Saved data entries

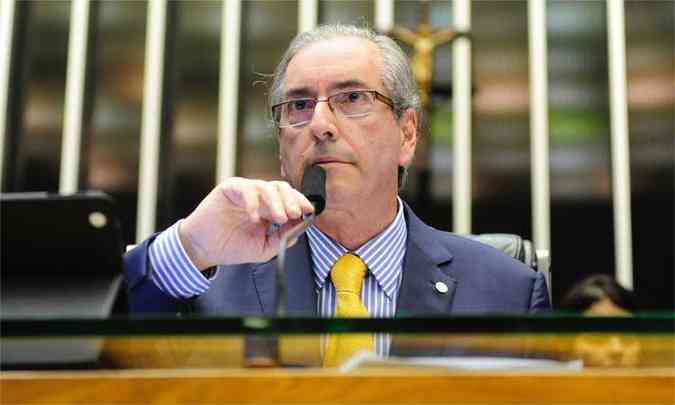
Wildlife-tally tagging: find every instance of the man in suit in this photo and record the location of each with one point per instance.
(343, 98)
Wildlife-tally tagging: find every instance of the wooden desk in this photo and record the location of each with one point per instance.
(597, 386)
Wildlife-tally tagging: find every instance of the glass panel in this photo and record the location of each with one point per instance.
(460, 343)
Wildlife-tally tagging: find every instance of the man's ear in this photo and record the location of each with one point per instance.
(408, 132)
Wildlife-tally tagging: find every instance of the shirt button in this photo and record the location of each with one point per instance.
(441, 287)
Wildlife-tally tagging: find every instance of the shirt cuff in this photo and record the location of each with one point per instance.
(173, 271)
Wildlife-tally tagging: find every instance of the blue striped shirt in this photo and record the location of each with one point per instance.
(174, 273)
(383, 256)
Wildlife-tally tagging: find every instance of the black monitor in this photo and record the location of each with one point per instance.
(61, 258)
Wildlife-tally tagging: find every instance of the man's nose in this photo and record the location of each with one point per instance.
(322, 126)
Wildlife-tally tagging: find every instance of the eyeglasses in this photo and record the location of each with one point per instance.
(353, 104)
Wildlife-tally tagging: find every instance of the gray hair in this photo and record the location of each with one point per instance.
(397, 77)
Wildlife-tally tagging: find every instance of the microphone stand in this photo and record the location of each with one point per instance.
(281, 301)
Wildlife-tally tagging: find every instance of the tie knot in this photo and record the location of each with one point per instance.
(347, 274)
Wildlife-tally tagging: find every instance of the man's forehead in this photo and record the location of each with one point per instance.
(334, 64)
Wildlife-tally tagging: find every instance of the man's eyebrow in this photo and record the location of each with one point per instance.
(303, 92)
(348, 84)
(299, 92)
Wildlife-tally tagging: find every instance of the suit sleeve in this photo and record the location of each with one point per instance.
(144, 295)
(539, 301)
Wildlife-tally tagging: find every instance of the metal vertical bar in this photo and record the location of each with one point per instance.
(384, 15)
(229, 89)
(540, 163)
(308, 14)
(151, 120)
(6, 31)
(461, 107)
(74, 98)
(616, 47)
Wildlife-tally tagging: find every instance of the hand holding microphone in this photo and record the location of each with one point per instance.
(230, 225)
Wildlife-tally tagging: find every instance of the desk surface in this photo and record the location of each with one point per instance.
(638, 366)
(597, 386)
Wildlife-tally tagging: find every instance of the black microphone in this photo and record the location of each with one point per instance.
(313, 186)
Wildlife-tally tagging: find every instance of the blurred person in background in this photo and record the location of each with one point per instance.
(602, 295)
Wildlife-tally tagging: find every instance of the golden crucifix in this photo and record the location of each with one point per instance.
(424, 41)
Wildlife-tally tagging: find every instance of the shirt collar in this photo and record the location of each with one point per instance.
(383, 254)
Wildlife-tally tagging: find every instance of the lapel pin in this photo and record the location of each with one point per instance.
(441, 287)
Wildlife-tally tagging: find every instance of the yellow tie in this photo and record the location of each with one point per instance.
(347, 276)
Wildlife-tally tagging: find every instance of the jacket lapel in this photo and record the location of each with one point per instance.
(299, 282)
(422, 270)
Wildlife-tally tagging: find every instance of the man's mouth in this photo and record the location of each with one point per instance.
(328, 160)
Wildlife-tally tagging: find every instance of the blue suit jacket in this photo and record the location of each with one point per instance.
(480, 280)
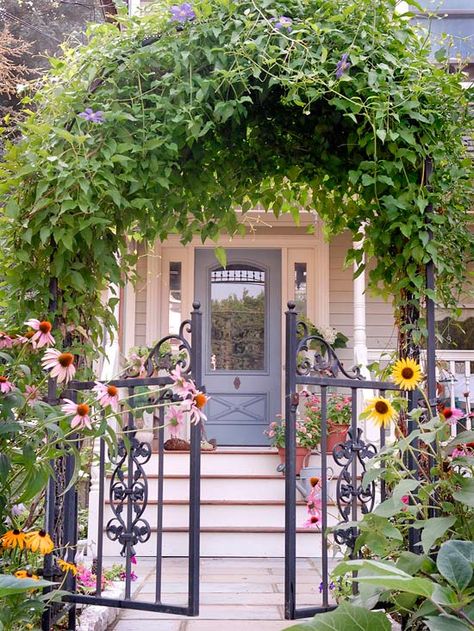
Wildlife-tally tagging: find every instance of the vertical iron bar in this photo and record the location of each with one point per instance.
(290, 457)
(100, 520)
(50, 515)
(324, 497)
(159, 508)
(130, 483)
(195, 468)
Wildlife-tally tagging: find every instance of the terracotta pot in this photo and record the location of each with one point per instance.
(336, 434)
(302, 457)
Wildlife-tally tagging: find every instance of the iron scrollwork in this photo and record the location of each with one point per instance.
(354, 451)
(324, 362)
(128, 529)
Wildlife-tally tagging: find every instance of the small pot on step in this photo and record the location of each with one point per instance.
(302, 457)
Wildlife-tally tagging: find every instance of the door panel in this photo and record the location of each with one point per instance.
(241, 306)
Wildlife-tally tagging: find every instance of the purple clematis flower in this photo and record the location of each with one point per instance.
(93, 117)
(182, 13)
(283, 22)
(343, 65)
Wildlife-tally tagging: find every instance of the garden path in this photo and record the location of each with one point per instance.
(236, 594)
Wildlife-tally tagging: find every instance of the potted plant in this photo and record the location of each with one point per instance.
(308, 436)
(339, 414)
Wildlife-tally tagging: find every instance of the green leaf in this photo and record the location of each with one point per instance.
(12, 585)
(446, 623)
(346, 617)
(433, 529)
(221, 255)
(466, 494)
(455, 562)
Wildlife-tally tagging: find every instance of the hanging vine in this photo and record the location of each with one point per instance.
(170, 124)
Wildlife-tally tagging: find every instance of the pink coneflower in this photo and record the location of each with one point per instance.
(174, 418)
(5, 385)
(80, 411)
(181, 385)
(106, 395)
(312, 521)
(60, 364)
(32, 395)
(452, 415)
(5, 340)
(43, 336)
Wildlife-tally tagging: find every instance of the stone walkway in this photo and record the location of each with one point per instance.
(236, 594)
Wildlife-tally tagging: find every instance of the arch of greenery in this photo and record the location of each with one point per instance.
(336, 111)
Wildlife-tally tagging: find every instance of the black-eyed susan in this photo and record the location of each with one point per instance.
(26, 574)
(380, 411)
(65, 566)
(14, 539)
(39, 541)
(406, 373)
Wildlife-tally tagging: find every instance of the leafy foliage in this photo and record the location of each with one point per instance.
(229, 110)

**EXERCISE OBJECTIVE**
Reproduce the data exactly, please, and omit its pictures.

**REPLY**
Wildlife-tally tagging: find every instance of the man in suit in this photo and record the location of each with one point per instance.
(343, 98)
Wildlife-tally tagging: find every instance of the wooden desk in this photo and record the location of each with one point per instance.
(597, 386)
Wildlife-tally tagging: find every instance of the glass panel in this photo and record the location of each with one point per instance.
(460, 343)
Wildlife-tally tagging: find every instance of the man's ear in this photo and record the location of each with one point per instance.
(408, 132)
Wildlife-tally tagging: find every instance of the shirt button in this photo and record the location of each with one point per instance.
(441, 287)
Wildlife-tally tagging: find every instance of the shirt cuff in this photo and record the location of each with one point per instance.
(173, 271)
Wildlife-tally tagging: find every instance of the blue striped shirt in this photo and record the location of each with one point per instance.
(174, 273)
(383, 256)
Wildlife-tally tagging: find every instance of the black monitor in this photo and record the location of each with one point per instance.
(61, 258)
Wildlife-tally tagging: find every instance of the man's nose in this photo and record the location of each with one point per instance.
(322, 126)
Wildlife-tally tagging: find every instance of the eyeglasses in this photo and record the location of each with one point per instance.
(353, 104)
Wildlife-tally tagging: find every instance of the gray hair in this photo and record the location of each with one point per instance.
(397, 77)
Wildlife-tally tagging: find every instance of the microphone stand in this photo and record the location of each with one point per instance.
(281, 301)
Wildlife-tally tagging: find every instance of the tie knot in this photo and record the location of each with one point per instance.
(347, 274)
Wildlife-tally tagging: find every instance of the man's forehead in this photo and record the location of each with one point per instance.
(334, 64)
Wildlife-tally tagging: find every instance of the man's eyebrow in this photo and record the location of each with one point per instance.
(303, 92)
(348, 84)
(299, 92)
Wildlife-tally tagging: find every instance of the suit sleeve in this photo and record the location of each with one point per instance.
(144, 295)
(539, 301)
Wildlife-tally tagging: find every instance of the metal vertical bar in this photo and record the location of each with one point per instance.
(384, 15)
(229, 89)
(540, 163)
(308, 14)
(151, 120)
(6, 31)
(461, 107)
(74, 98)
(616, 47)
Wildlife-tally tagging: find every instance of the hand holding microphone in this photo and record the location of each with one point per instance.
(230, 225)
Wildlife-tally tagging: find every instance of the desk surface in this photo and record the location of each with one point per instance.
(638, 366)
(597, 386)
Wildlife-tally tagging: find every instance of the black microphone in this photo and record the location of each with one point per instance.
(313, 186)
Wildlife-tally tagging: find every instance of the blurred person in background in this photo and record the location of each with one point per instance.
(602, 295)
Wildlife-tally tagging: find every instance of the golden crucifix in this photo and record the location of each with one point per instance.
(424, 41)
Wildlife-tally tagging: find every instance of the shirt collar in this photo and record the location of each with one point per instance.
(383, 254)
Wildlife-tally tagging: find every instance of the lapel pin in this photo and record the location of each with one point per instance.
(441, 287)
Wildlife-tally tagging: find every instance of the yellow tie in this photo and record the location of each with one point per instance.
(347, 276)
Wildlife-tally tagging: find every instance of the jacket lapel in this photo and record the location of each with one point per instance.
(299, 282)
(422, 270)
Wildlife-tally tagging: find every instance of the man's mouth in this photo and record the location of each with one point per instance.
(328, 160)
Wildlife-tally tagging: find every instance of the blue suit jacket in this photo and record the location of each with one point per instance.
(480, 280)
Wildlife-tally tagging: find every instance of the vertical iron bar in this photo and record the location of each with one point per instance.
(290, 457)
(100, 520)
(50, 515)
(324, 497)
(159, 508)
(130, 483)
(195, 468)
Wildlife-tally tagging: find every instance of the terracotta pot in this photo and record the location of each with one point per instance.
(336, 434)
(302, 457)
Wildlife-tally tagging: find every instance of the iron scrollwork in this photo and record the location of each with one point per instance.
(354, 451)
(324, 362)
(128, 529)
Wildlife-tally tagging: find every instance of the small pot on step in this photo and record the location of each with one point per instance.
(302, 457)
Wildlife-tally tagging: find every instance of the door panel in this photo and record the location of each with one point per instance.
(241, 306)
Wildlife-tally tagging: find every instance of the purple clematis flower in this photo and record the location of each with one point per instance.
(93, 117)
(182, 13)
(283, 22)
(343, 65)
Wildlife-tally tagging: find every instance of the garden path in this photo and record the location of each with one point per instance.
(236, 594)
Wildlife-tally tagging: find every instance of the potted plant in this photo and record the location of each with one point per instance.
(308, 436)
(339, 414)
Wildlife-tally tagging: find every instance of the green leaf in this photo and record the location of each with one point per instance.
(12, 585)
(446, 623)
(346, 617)
(433, 529)
(221, 255)
(466, 494)
(455, 562)
Wildlife-tally tagging: find every instance of the hanging vine in this photo and record the location of each with one point per instance.
(170, 124)
Wildlife-tally tagging: find every instance of the pink coneflower in this photo and record the location of each with one point per instance.
(174, 418)
(5, 385)
(80, 411)
(181, 385)
(106, 395)
(312, 521)
(60, 364)
(32, 395)
(452, 415)
(5, 340)
(43, 336)
Wildlife-tally tagging: find every instance of the stone walkway in this photo and record the location of each with one point per instance.
(236, 594)
Wildlife-tally tagging: find every instance of the arch of greenery in this photo and record the location of each with one point per instance.
(336, 111)
Wildlife-tally tagging: find every instance of the black-eyed susan in this photo and record the location of each with one point per instance.
(26, 574)
(380, 411)
(65, 566)
(14, 539)
(39, 541)
(406, 373)
Wildlife-tally tagging: find every instance of the leafy foliage in this photo and record the location of each with one point per instance.
(229, 110)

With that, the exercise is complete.